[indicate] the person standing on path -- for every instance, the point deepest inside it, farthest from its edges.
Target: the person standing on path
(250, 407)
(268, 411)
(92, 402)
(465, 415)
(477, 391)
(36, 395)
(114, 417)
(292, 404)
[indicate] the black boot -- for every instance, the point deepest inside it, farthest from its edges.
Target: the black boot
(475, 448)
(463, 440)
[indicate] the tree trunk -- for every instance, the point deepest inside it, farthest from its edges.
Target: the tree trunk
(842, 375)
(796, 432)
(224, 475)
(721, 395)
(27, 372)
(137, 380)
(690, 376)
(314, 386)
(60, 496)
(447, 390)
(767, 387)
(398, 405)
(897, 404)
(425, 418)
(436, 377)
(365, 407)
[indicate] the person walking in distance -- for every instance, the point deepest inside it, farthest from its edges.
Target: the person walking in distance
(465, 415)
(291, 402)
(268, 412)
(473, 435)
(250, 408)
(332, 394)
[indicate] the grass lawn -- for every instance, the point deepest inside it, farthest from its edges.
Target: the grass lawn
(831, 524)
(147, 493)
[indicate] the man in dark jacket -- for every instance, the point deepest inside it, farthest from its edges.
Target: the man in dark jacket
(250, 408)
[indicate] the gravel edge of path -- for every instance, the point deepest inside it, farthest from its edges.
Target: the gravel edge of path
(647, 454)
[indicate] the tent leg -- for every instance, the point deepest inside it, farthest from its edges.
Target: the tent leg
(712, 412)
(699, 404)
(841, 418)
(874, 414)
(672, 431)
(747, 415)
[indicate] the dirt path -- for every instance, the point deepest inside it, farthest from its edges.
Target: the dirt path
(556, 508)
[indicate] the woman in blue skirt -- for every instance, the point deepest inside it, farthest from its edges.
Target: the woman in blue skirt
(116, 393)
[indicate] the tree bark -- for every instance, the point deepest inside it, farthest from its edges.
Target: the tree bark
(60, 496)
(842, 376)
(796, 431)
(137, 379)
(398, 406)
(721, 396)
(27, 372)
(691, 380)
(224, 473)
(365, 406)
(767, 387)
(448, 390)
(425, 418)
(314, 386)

__________

Lines from the start of the records through the one containing "[indicate] the tree trunk" are what should be retyped, exactly and in full, both ends included.

Exercise result:
[indicate] the person standing on path -- for every instance, the point deepest inside it, farthest from its edges.
Target: the person standing on path
(250, 407)
(268, 411)
(92, 402)
(465, 415)
(477, 391)
(36, 395)
(114, 417)
(292, 404)
[indicate] the black boot -- for every instance, the point deepest inside it, farthest from its edges.
Target: the black boot
(475, 448)
(463, 440)
[indicate] the tree trunk -- for every instance, the point deepest inside it, farthest from its edges.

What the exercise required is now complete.